• _Exercise brief_:
Rewrite the listing below so that every instance of "Target" becomes "Object", and keep everything else unchanged.

[Entries from a pointing dataset]
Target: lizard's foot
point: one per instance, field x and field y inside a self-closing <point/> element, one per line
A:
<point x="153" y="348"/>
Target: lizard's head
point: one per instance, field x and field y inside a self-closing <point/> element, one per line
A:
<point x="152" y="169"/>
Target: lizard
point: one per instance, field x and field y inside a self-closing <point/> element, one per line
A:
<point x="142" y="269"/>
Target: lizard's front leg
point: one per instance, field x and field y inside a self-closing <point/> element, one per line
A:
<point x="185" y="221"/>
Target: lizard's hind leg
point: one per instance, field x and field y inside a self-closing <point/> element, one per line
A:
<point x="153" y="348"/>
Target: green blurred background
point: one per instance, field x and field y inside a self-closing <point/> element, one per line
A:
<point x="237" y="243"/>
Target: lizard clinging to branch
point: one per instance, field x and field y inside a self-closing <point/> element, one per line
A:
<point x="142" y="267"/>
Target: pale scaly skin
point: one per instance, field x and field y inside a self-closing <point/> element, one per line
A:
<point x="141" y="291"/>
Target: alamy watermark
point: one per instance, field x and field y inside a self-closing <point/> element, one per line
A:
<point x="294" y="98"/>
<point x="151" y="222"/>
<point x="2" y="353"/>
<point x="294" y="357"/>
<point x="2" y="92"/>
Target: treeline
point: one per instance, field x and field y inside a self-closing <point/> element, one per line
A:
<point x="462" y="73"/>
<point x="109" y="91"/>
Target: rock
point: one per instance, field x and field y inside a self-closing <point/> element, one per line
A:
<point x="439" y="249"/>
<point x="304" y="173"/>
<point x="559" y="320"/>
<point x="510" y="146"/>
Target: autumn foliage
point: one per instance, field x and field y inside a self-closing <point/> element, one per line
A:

• _Response below_:
Object: lizard's foot
point: one per instance, field x and field y inside a self-closing <point/> element, one per line
A:
<point x="153" y="348"/>
Object: lizard's head
point: one per instance, field x and field y inside a self-closing <point/> element, one per line
A:
<point x="152" y="169"/>
Object: lizard
point: one per instance, field x and field y inside a self-closing <point/> element, one per line
A:
<point x="142" y="269"/>
Object: lizard's front leg
point: one per instance, field x and field y inside a self-closing <point/> element, one per line
A:
<point x="185" y="221"/>
Object: lizard's hind leg
point: one per instance, field x and field y inside a self-closing <point/> element, one per line
A:
<point x="153" y="348"/>
Object: green blurred background
point: one per instance, field x and field y inside a self-closing <point/> element, one per line
A:
<point x="237" y="243"/>
Object: lizard clinging to branch
point: one per instance, field x and field y inside a self-closing <point/> element, one per line
A:
<point x="142" y="267"/>
Object: pale scaly skin
point: one per instance, field x and field y inside a self-closing <point/> element, one per line
A:
<point x="141" y="291"/>
Object: alamy watermark
point: one per instance, field x and field y inside a self-closing <point/> element, one per line
A:
<point x="294" y="98"/>
<point x="151" y="222"/>
<point x="2" y="353"/>
<point x="294" y="357"/>
<point x="2" y="92"/>
Object: treeline
point: one per instance, field x and field y inside a self-closing <point/> element, one per line
A:
<point x="462" y="73"/>
<point x="109" y="91"/>
Object: rock
point: one per instance, field x and field y inside a self-closing <point/> element, one per line
A:
<point x="439" y="249"/>
<point x="304" y="173"/>
<point x="559" y="320"/>
<point x="510" y="146"/>
Object: autumn foliage
point: one per instance, field x and field y inside a self-closing <point/> element, one per line
A:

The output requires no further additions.